Goal of the exercise: Below is a listing. Write out exactly its lines between the one holding "Target: t-shirt sleeve" and the one holding "Target: teal banner on box label", inclusive.

Data in this exercise:

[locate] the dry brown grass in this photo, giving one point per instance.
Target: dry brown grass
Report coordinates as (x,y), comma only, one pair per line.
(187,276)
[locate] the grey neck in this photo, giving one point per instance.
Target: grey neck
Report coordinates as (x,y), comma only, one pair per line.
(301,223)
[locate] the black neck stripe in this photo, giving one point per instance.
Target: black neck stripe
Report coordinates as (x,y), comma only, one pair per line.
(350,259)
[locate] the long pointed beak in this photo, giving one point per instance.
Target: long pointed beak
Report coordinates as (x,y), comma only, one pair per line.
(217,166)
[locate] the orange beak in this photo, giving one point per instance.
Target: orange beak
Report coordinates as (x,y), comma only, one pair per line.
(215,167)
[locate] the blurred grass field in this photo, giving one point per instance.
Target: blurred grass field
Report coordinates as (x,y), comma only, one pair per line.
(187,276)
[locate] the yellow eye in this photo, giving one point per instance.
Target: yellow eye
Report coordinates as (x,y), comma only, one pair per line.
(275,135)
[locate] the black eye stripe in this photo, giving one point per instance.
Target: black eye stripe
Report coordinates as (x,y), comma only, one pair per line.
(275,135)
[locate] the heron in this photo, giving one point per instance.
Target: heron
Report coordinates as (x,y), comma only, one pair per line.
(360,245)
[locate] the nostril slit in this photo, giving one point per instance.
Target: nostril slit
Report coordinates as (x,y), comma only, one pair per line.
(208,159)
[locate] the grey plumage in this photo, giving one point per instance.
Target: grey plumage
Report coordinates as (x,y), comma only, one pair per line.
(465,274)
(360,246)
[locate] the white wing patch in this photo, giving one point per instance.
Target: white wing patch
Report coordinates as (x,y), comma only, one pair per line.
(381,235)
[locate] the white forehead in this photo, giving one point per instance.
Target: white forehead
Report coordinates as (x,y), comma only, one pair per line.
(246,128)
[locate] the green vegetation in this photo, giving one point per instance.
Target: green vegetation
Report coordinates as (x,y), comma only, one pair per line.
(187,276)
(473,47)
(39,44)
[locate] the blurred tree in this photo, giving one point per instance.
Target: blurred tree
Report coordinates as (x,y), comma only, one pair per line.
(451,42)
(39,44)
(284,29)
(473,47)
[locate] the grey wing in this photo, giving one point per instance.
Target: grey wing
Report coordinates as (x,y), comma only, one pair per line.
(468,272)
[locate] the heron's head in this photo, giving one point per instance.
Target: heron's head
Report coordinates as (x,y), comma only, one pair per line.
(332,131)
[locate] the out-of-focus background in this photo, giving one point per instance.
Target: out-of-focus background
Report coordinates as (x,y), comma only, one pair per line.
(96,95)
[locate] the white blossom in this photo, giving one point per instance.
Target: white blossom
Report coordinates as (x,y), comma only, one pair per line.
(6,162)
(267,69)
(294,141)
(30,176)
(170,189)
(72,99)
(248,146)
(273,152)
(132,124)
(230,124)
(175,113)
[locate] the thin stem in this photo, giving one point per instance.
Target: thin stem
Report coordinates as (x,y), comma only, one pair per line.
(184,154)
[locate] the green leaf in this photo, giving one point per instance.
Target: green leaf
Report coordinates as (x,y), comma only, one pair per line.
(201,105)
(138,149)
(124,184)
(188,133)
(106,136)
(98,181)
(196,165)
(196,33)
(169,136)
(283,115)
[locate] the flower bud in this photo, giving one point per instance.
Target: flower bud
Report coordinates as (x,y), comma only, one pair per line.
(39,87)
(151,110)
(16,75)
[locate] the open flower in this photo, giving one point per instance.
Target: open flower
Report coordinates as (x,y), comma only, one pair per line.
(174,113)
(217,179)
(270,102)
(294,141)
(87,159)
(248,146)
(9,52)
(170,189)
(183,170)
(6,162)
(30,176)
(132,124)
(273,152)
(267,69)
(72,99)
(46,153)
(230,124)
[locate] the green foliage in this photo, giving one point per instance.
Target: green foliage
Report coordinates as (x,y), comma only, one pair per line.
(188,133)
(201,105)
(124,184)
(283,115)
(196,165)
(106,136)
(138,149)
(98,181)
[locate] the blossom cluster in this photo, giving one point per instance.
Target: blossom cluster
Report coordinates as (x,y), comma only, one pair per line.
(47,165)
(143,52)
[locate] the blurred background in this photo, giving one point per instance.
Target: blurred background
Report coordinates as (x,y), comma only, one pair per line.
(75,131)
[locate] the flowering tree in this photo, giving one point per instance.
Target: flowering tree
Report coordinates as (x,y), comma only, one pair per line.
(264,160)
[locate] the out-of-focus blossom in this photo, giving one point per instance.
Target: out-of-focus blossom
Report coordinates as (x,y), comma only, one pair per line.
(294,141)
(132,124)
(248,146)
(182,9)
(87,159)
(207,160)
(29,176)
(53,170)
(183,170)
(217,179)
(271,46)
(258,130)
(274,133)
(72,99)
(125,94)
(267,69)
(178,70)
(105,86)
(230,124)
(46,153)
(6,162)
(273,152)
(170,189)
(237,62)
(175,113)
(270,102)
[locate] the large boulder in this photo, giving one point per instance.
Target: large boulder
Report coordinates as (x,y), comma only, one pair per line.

--

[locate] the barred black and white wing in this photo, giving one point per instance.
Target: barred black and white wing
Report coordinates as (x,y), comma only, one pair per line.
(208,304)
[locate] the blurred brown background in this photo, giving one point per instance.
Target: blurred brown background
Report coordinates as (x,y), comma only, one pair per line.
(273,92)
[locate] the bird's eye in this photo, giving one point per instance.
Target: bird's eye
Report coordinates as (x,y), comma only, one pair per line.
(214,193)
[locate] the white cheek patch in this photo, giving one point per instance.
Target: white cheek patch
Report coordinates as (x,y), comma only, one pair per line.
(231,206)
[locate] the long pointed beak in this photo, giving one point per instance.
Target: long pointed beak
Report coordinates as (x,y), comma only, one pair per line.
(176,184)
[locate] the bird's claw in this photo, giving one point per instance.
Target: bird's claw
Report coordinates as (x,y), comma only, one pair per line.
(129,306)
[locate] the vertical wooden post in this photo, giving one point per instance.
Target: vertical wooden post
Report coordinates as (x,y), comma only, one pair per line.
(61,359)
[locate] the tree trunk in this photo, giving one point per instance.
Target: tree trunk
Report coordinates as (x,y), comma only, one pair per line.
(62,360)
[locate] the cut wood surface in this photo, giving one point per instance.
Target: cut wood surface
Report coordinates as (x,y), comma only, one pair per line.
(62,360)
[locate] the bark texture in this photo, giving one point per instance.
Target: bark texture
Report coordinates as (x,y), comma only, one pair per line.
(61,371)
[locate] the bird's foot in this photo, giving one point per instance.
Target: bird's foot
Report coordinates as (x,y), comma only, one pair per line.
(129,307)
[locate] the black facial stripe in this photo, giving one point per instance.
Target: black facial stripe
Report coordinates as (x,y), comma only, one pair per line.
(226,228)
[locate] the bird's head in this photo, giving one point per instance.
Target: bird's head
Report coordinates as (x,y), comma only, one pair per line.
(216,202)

---

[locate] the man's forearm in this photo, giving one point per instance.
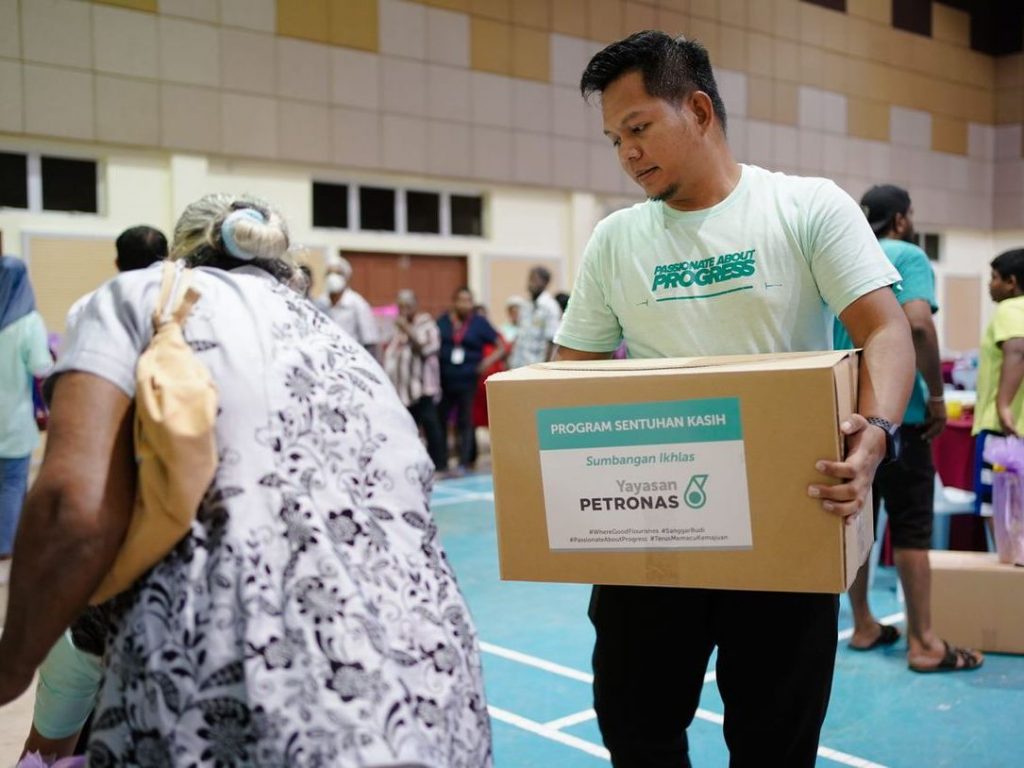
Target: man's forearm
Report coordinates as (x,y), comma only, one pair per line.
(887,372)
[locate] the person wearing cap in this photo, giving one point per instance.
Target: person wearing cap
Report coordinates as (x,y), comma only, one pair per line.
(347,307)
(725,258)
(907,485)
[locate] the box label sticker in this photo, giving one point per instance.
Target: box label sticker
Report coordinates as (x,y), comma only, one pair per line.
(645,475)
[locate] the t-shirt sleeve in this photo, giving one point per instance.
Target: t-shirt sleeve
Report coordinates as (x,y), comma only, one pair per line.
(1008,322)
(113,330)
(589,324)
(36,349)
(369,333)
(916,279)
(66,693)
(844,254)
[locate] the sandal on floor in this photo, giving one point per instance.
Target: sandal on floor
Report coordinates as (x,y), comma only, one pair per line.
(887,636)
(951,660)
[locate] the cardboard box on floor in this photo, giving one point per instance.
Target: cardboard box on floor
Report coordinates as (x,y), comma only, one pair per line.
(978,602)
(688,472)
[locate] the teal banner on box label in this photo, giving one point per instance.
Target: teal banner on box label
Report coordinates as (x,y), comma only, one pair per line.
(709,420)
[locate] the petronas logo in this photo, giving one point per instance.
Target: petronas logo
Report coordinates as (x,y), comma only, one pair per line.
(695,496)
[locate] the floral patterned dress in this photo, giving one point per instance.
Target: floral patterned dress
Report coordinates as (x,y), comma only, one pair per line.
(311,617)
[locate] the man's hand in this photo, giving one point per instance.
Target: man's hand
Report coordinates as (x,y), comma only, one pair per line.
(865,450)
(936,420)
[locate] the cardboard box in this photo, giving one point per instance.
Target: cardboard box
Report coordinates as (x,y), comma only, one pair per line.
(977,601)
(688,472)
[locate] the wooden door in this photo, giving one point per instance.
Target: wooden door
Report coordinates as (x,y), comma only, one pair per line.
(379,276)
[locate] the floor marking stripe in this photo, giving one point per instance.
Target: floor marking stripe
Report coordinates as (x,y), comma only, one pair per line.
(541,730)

Solution to this problem:
Target: t-shirt sleeve
Report coordinates as (x,y), comma only, one pair per line.
(1008,322)
(113,330)
(589,324)
(36,349)
(369,333)
(916,279)
(66,693)
(844,254)
[locate] the sandal on floor in this photo, giving one point per instance.
Target: sandal on floor
Report coordinates as (x,y), comma only, one pair per line.
(887,636)
(951,660)
[locate] the cardboard box on floor in this photo, giving one point per instance.
Target: cardboard box on floor
Report coordinates as (x,y), comma only, one pair per line.
(978,602)
(688,472)
[locate] the teal banner on box label in this photo, giving one point per instance.
Target: teal banner on box label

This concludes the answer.